(Text segment)
CANNABIS CULTURE – In a town of less than 15,000 people, I now have access to 11 liquor stores, 3 cannabis stores, and tobacco is sold at every corner store. Living in Alberta, when my children turn 18 they will have unlimited access to all of these.
Would it make sense to only educate them about some, and not all, of the age-restricted substances they can legally purchase and consume? This is a question now facing many parents with the fairly recent legalization of cannabis, but it is one that still comes with hesitation.
Secrecy was the running theme from the moment I discovered cannabis until the day it became legalized. Despite knowing the benefits, both mental and medical, that cannabis could help me with, the taboo of being a marijuana smoker or ingesting THC/CBD in any way prevented talking about it with anyone who was not of like mind. After the birth of my children, finding mothers who also smoked was a nearly impossible task. It was socially acceptable and encouraged for moms to go out with “the girls” and down a few bottles of wine, but no one wanted to just chill and smoke one. It was a very isolating experience. And of course, you wouldn’t want your children to know what you did in case they told someone, so there was more secrecy and lies. Nothing like the paranoia of losing your kids because of some self-righteous neighbour or teacher to up that post-smoke anxiety.

(Supplied material)

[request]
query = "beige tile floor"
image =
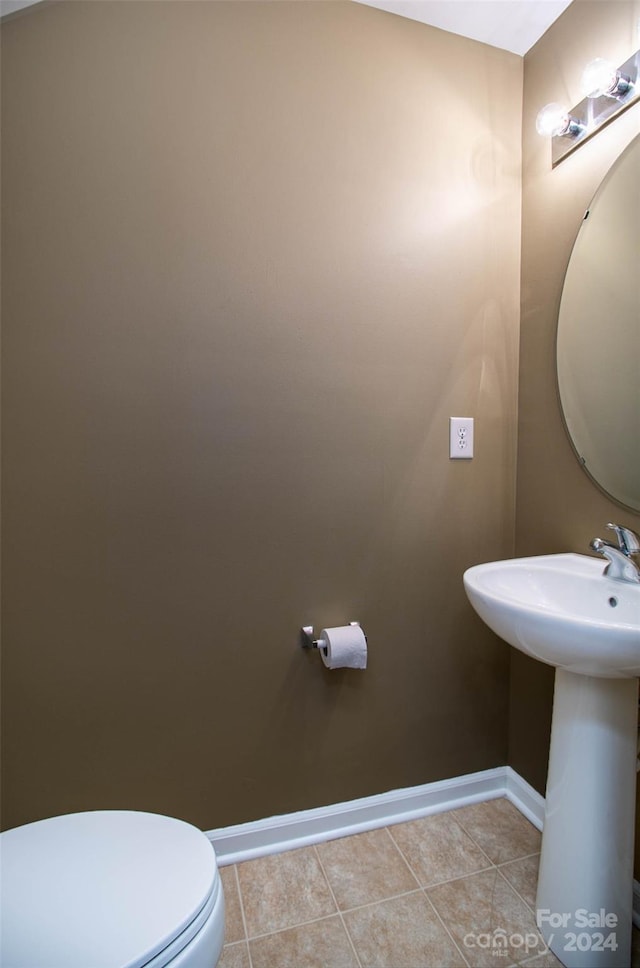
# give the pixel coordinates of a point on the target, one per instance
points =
(429, 893)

(Aim of the task) Extend the piece about parenting and legal cannabis in Alberta, picking up right after its final sentence.

(Response)
As the world changes, so must our views on many things. Toddlers on iPads surfing YouTube and preteens with cell phone plans are becoming the norm, as will be older teens standing on the corner with their vapes and joints. Does this mean the days of hiding cannabis use from parents, teachers, and employers is over? Far from it. The stigma is still there, and probably will be for some time.
Just imagine being alive at the end of prohibition, how wild it must have been to simply walk into a speakeasy and order a drink, how scandalous to offer wine with dinner. However, the legalization curbed the necessity for illegal and potentially dangerous options, such as moonshine. Likewise, instead of our children growing up and getting their 1st high from a potentially sketchy drug dealer, one who may have no moral compass when it comes to fentanyl-lacing or synthetic cannabis products, there are now legal, safer options. It is up to us as parents to educate our children.
I remember being about 14 and sitting huddled in the back of the camper parked on my stepfather’s property with 2 girlfriends. We had managed to sneak wine to this semi-outdoor sleepover, and after a few drinks, we decided to head over to the farmer’s property across the way. We had seen that all-too-familiar leaf shape. Hopping the fence, we grabbed as much hemp as we could carry and ran back to the trailer. We had no plans, no experience, and certainly no means of smoking even if there had been buds on those plants. Eventually, we drunkenly sneaked them back to the farmer’s land, laying them in the field. The parents never found out, and the farmer never noticed or simply never said anything. I would bet on the latter. This was my 1st experience with cannabis plants.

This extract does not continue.